>> Start Records supplied
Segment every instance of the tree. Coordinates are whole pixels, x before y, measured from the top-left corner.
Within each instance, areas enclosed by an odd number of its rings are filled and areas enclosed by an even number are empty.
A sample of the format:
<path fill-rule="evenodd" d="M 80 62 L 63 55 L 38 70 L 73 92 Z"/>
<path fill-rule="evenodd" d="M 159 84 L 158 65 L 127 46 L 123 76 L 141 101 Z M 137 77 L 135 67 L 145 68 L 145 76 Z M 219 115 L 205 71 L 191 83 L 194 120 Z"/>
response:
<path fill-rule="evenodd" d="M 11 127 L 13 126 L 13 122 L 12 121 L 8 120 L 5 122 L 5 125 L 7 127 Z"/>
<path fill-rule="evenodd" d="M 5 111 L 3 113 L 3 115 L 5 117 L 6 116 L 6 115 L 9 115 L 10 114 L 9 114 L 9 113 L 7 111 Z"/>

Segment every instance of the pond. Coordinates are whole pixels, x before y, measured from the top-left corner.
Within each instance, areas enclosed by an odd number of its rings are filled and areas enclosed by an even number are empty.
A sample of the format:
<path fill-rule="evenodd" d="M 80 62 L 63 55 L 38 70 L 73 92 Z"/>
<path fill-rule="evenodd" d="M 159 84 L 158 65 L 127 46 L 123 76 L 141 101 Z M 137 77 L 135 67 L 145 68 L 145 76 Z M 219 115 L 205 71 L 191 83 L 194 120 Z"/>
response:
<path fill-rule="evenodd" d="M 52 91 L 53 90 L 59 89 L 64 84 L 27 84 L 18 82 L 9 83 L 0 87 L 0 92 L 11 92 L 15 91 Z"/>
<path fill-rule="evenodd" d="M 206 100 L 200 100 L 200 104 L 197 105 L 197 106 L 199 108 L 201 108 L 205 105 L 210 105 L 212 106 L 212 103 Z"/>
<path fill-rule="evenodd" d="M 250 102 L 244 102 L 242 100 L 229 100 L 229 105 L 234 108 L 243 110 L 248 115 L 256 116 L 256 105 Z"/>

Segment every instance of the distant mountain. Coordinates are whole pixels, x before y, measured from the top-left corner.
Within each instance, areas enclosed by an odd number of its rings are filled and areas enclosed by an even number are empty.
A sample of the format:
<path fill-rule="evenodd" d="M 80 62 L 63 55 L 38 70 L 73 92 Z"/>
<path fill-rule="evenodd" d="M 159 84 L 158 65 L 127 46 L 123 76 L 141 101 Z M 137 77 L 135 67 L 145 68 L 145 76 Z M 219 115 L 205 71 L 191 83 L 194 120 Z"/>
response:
>> End Records supplied
Instructions to follow: Rewrite every line of the items above as a numbered list, skipping the blank lines.

Written solution:
1. Segment every instance of the tree. Coordinates are whole pixels, x before y, measured from the top-left corner.
2. Within each instance, areas enclosed by an odd number of its rings are filled and areas enclosed by an even number are empty.
3. A sample of the format:
4. <path fill-rule="evenodd" d="M 80 62 L 63 55 L 38 70 L 73 92 Z"/>
5. <path fill-rule="evenodd" d="M 159 84 L 158 65 L 127 46 L 123 76 L 141 101 Z M 137 77 L 135 67 L 145 68 L 145 76 Z M 219 115 L 205 71 L 191 83 L 194 120 Z"/>
6. response:
7. <path fill-rule="evenodd" d="M 11 127 L 13 126 L 13 122 L 12 121 L 8 120 L 5 122 L 5 125 L 7 127 Z"/>
8. <path fill-rule="evenodd" d="M 5 111 L 3 113 L 3 115 L 5 117 L 6 116 L 6 115 L 9 115 L 10 114 L 9 114 L 9 113 L 7 111 Z"/>
9. Segment every instance of the pond. Coordinates are whole pixels, x before y, measured from the top-left corner.
10. Within each instance, areas enclosed by an odd number of its rings are filled and areas enclosed by an even number are empty.
11. A sample of the format:
12. <path fill-rule="evenodd" d="M 80 62 L 63 55 L 38 70 L 73 92 Z"/>
13. <path fill-rule="evenodd" d="M 159 84 L 158 65 L 127 46 L 123 76 L 141 101 Z M 137 77 L 135 67 L 145 68 L 145 76 Z M 219 115 L 205 71 L 191 83 L 194 120 Z"/>
14. response:
15. <path fill-rule="evenodd" d="M 52 91 L 53 90 L 59 89 L 64 84 L 27 84 L 18 82 L 9 83 L 0 87 L 0 92 L 11 92 L 15 91 Z"/>
16. <path fill-rule="evenodd" d="M 206 100 L 200 100 L 200 104 L 197 105 L 197 106 L 199 108 L 201 108 L 205 105 L 210 105 L 212 106 L 212 103 Z"/>
17. <path fill-rule="evenodd" d="M 250 102 L 244 102 L 242 100 L 229 100 L 229 105 L 234 108 L 243 110 L 248 115 L 256 116 L 256 105 Z"/>
18. Segment every instance of the distant mountain. Coordinates are whole pixels, x before y, measured from the top-left corner.
19. Within each instance, areas enclosed by an odd number of its rings are filled and areas enclosed by an even number are empty.
20. A sample of the format:
21. <path fill-rule="evenodd" d="M 80 62 L 63 55 L 38 70 L 73 92 Z"/>
22. <path fill-rule="evenodd" d="M 159 84 L 158 65 L 127 46 L 123 76 L 141 101 Z M 137 77 L 135 67 L 145 68 L 145 76 Z M 219 115 L 205 71 L 191 83 L 194 120 Z"/>
23. response:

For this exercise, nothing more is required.